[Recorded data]
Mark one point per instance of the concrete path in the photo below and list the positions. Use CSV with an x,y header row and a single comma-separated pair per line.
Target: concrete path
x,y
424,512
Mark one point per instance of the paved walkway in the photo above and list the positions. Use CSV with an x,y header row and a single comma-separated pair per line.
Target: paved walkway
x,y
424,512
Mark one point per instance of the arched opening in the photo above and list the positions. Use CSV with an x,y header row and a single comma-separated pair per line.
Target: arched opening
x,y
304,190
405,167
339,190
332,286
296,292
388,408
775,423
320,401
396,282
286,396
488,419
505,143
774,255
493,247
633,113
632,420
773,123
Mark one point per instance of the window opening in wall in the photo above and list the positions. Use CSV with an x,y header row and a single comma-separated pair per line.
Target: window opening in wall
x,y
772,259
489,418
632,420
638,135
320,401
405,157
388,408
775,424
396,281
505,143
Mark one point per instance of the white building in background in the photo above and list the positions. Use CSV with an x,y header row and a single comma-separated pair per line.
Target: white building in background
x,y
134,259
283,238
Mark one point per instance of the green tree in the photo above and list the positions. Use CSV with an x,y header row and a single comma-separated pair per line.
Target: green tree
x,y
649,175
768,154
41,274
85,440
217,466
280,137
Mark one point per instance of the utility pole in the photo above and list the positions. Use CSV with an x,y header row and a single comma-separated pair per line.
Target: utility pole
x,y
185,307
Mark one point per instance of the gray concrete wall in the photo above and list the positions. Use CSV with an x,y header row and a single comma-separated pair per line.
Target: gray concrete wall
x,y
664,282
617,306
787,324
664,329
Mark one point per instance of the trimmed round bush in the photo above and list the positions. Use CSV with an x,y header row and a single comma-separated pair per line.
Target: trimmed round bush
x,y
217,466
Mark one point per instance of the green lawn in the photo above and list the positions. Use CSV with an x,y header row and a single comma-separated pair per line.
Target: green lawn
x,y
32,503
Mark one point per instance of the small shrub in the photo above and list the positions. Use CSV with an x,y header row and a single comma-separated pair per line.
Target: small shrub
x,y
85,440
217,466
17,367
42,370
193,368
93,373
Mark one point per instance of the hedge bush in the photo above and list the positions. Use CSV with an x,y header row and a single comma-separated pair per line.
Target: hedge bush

### Task directions
Each record must be printed again, word for word, with nothing dropped.

### Finished task
Mark one point per instance of the concrete path in the photo below and list the positions. Use CSV with an x,y header row and a single comma-separated pair per line.
Target: concrete path
x,y
424,512
Mark one point per instance of the paved walkway in the photo above and list the positions. Use CSV with an x,y header row and a single comma-separated pair per line.
Target: paved walkway
x,y
424,512
Mark one point per instance of the arched opening in the photo above and list the positions. Use CSV with an x,y header row and a single comma-separated pair per line.
Target: arched opening
x,y
304,190
405,167
339,190
332,286
296,292
388,408
775,423
320,401
396,282
286,396
488,419
505,143
774,255
493,247
633,113
632,420
773,123
Mark one point per instance of the window opening in wall in the photo above and list the positions. Use CSV with an x,y header row and a single comma-separated pair per line.
Target: window opening in wall
x,y
772,259
489,418
632,420
638,135
320,401
405,157
388,408
775,424
396,281
505,143
Mark one point per instance of the white building in background in the photo above and list the positions. Use CSV with an x,y header row and a single comma-separated pair per line.
Target: white building in background
x,y
134,259
283,238
Mark one point per instance of the green tree in the photo above and list the positions. Use CSV with an x,y header row and a single comma-separated pair per line.
Target: green tree
x,y
649,175
768,154
41,274
85,440
217,466
280,137
Mark one point per instance of the utility pole in the photo above and list the positions. Use CSV with an x,y header row and a single comma-separated pair per line.
Target: utility pole
x,y
185,307
Mark one point per instance of the gray concrete wall in the photo above and list the positions. Use CSV with an x,y header row and a single comma-separated pair per line.
Target: gray concrete wall
x,y
664,282
617,306
787,324
664,329
Mark one point per instance of the trimmed round bush in the photo above and list the positions. Use CSV with an x,y header row and a single comma-separated pair per line.
Target: trimmed round bush
x,y
217,466
Mark one point per instance of the green lawn in the photo above and list the positions. Use CSV with an x,y header row and a single comma-separated pair per line.
Target: green lawn
x,y
32,503
Mark one point per instance of the small shrub in the photo above and list the positions. Use CSV with an x,y header row and a single comma-separated pair per line.
Target: small shrub
x,y
85,440
217,466
17,367
42,370
193,368
93,373
Mark one point per instance of the hedge bush in the photo above and list the positions. Use CSV with an x,y header row and a single comma-separated pair per line.
Target: hedge bush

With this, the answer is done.